**What is expected**
According to the news release on the Pancontinental Gold financing, at what price per Common Share is each Warrant exercisable?

**Extract to read**
Pancontinental Gold Completes $1 Million Financing
Toronto, Ontario--(Newsfile Corp. - September 21, 2016) - Pancontinental Gold Corp. (TSXV: PUC.H) ("Pancon Gold" or the "Company") is pleased to announce that it has closed a non-brokered private placement (the "Offering"), further to its news release of September 12, 2016.
The Offering consisted of 12,516,250 units (the "Units") of the Company at a price of $0.08 per Unit, for aggregate gross proceeds of $1,001,300. The Company plans to use the net proceeds of the Offering to fund exploration and development work on its Jefferson Project, located in South Carolina USA, and for general working capital purposes. An exploration drilling program is currently planned to begin this year in late October or early November.
Each unit is comprised of one common share (a "Common Share") in the capital of the Company and one Common Share purchase warrant of the Company. Each Warrant is exercisable to purchase one Common Share at a price of $0.12 per Common Share for a period of eighteen months following the closing of the Offering, provided that the expiry date can be accelerated in the event the Common Shares trade at $0.20 or more for at least twenty (20) consecutive trading days following the expiry of the statutory four month and one day resale restriction.
In connection with the Offering, the Company paid certain finders cash commissions totalling $16,800 and issued an aggregate of 210,000 Common Share purchase warrants ("Finder Warrants") to eligible finders. Each Finder Warrant is exercisable into one Common Share at an exercise price of $0.12 per Common Share for a period of eighteen months following the closing of the Offering.
All of the Common Shares, Warrants and Finder Warrants issued pursuant to the Offering are subject to a statutory hold period expiring on January 22, 2017, and the Offering remains subject to final acceptance by the TSX Venture Exchange.
The Company also announces that it has granted today to directors and officers of the Company, in accordance with the terms of the Company's stock option plan, an aggregate of 4,300,000 stock options exercisable at a price of $0.12 per Common Share and expiring on September 21, 2021.
About Pancontinental Uranium Corporation
Pancontinental Gold Corp. is a Canadian-based mining company focused on the exploration and development of the Jefferson Gold Project and on acquiring additional prospective gold properties. The Company's shares are listed on the NEX Board of the TSX Venture Exchange, trading under the symbol PUC.H. In 2015, Pancon sold its interest in its Australian rare earth element (REE) and uranium properties, formerly held through a joint venture, and retains a 1% gross overriding royalty on 100% of future production.
ON BEHALF OF THE BOARD OF DIRECTORS
Rick Mark
President & CEO
For further information, please contact:
Rick Mark
President and CEO
1-416-293-8437 or info@panconu.com
For additional information, please visit our website at www.PanconU.com.
Neither TSX Venture Exchange nor its Regulation Services Provider (as that term is defined in the policies of the TSX Venture Exchange) accepts responsibility for the adequacy or accuracy of this release.
Cautionary Language and Forward Looking Statements
This news release contains forward-looking information which is not comprised of historical facts. Forward-looking information is characterized by words such as "plan", "expect", "project", "intend", "believe", "anticipate", "estimate" and other similar words, or statements that certain events or conditions "may" or "will" occur. Forward-looking information involves risks, uncertainties and other factors that could cause actual events, results, and opportunities to differ materially from those expressed or implied by such forward-looking information. Factors that could cause actual results to differ materially from such forward-looking information include, but are not limited to, changes in the state of equity and debt markets, fluctuations in commodity prices, delays in obtaining required regulatory or governmental approvals, and other risks involved in the mineral exploration and development industry, including those risks set out in the Company's management's discussion and analysis as filed under the Company's profile at www.sedar.com. Forward-looking information in this news release is based on the opinions and assumptions of management considered reasonable as of the date hereof, including that all necessary governmental and regulatory approvals will be received as and when expected. Although the Company believes that the assumptions and factors used in preparing the forward-looking information in this news release are reasonable, undue reliance should not be placed on such information. The Company disclaims any intention or obligation to update or revise any forward-looking information, other than as required by applicable securities laws.

**Record set**
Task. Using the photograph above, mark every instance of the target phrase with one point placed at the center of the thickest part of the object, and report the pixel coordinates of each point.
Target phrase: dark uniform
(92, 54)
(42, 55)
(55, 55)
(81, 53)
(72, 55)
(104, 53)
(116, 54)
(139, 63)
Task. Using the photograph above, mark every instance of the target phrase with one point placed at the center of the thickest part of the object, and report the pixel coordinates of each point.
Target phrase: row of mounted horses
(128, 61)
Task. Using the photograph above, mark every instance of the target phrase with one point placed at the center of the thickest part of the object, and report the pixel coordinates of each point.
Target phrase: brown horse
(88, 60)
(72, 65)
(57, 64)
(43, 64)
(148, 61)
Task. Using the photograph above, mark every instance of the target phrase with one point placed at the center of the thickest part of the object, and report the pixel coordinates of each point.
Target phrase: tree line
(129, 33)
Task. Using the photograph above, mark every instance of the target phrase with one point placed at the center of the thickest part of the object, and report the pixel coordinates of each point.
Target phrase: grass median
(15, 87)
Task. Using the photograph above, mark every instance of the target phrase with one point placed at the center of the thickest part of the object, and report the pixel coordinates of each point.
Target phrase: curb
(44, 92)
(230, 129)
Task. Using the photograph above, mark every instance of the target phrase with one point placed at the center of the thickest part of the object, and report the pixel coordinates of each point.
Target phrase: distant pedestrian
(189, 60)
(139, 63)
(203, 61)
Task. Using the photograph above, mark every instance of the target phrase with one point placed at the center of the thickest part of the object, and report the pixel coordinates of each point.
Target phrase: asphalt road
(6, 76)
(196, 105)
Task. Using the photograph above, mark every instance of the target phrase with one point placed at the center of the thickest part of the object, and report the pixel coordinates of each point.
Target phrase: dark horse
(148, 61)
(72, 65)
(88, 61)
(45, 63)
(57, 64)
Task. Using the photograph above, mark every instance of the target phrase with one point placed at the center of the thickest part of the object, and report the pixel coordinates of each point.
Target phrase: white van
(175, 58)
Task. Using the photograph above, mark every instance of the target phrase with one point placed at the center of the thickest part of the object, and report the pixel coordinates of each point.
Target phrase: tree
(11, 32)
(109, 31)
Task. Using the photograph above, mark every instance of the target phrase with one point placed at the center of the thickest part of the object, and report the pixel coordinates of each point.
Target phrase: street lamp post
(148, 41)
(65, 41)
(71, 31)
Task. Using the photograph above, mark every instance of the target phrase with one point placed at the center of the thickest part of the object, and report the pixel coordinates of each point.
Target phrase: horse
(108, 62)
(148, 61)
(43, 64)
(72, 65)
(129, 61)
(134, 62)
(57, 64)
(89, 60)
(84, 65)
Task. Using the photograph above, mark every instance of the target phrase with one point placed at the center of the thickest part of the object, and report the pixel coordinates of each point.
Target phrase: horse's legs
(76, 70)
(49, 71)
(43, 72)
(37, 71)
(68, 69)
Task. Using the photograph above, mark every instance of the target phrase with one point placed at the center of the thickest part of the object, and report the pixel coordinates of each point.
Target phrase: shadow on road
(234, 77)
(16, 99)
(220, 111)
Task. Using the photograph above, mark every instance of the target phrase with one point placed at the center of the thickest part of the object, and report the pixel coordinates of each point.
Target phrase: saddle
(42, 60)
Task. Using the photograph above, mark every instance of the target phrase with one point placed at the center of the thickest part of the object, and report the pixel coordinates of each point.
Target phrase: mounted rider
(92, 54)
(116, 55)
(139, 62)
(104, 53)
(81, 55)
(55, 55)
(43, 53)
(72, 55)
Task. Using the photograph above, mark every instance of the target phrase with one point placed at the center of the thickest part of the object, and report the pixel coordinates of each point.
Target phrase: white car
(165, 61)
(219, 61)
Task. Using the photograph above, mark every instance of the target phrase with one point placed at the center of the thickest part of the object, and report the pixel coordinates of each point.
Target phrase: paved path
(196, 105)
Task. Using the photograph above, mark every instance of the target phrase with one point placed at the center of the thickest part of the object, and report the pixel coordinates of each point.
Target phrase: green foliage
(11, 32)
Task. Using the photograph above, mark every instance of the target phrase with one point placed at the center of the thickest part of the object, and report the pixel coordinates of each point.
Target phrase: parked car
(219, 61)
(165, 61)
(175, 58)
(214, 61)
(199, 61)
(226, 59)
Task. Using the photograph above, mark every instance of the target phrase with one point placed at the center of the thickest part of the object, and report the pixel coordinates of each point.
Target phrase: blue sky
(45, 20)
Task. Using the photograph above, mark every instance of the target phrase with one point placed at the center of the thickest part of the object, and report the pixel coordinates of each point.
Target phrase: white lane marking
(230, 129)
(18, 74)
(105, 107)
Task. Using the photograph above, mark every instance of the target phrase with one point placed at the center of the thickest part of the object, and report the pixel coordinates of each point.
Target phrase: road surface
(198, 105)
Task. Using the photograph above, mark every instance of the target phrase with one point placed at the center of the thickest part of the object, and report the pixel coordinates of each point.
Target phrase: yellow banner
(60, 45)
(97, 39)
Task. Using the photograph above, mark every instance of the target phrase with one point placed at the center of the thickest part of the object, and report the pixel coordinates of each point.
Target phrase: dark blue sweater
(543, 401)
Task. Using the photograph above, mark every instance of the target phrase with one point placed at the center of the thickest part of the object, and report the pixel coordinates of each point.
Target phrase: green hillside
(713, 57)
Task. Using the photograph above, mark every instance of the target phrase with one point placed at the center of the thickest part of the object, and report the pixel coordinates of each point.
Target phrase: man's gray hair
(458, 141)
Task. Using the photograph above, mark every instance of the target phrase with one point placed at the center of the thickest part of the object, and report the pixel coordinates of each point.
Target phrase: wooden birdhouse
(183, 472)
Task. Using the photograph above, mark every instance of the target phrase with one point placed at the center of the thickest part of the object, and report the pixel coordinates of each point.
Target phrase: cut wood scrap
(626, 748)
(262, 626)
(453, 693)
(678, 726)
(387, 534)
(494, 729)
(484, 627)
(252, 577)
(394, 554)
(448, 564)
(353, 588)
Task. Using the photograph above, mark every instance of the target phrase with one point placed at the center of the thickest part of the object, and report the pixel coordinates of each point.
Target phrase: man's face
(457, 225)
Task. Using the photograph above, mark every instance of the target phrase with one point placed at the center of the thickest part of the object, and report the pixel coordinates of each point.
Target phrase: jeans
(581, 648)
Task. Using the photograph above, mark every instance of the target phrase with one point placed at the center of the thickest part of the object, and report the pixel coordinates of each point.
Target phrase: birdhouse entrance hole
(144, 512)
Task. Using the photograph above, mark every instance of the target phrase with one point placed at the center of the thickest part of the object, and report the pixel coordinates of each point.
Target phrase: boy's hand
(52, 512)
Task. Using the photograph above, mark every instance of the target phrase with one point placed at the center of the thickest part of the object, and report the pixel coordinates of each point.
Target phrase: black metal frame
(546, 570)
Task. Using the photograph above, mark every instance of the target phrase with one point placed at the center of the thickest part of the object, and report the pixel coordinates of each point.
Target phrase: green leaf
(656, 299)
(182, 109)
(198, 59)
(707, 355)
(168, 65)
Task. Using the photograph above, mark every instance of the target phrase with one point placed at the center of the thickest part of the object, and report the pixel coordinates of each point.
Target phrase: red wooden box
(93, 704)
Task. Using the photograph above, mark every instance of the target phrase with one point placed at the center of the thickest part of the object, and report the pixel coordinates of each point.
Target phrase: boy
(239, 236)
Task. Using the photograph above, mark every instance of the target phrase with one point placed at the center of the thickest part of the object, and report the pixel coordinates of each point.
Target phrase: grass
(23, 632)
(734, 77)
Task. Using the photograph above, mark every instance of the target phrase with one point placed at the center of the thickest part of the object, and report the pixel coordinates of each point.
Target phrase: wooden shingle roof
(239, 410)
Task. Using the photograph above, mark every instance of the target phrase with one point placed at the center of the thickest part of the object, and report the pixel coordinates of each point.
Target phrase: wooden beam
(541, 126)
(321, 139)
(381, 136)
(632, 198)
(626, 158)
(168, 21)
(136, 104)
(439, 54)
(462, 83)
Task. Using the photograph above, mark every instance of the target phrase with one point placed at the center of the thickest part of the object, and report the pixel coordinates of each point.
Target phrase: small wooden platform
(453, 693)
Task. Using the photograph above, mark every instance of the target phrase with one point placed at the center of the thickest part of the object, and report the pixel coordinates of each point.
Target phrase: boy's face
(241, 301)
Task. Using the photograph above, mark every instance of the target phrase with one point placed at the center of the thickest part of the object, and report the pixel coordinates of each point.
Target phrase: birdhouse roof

**Answer space**
$0.12 per Common Share.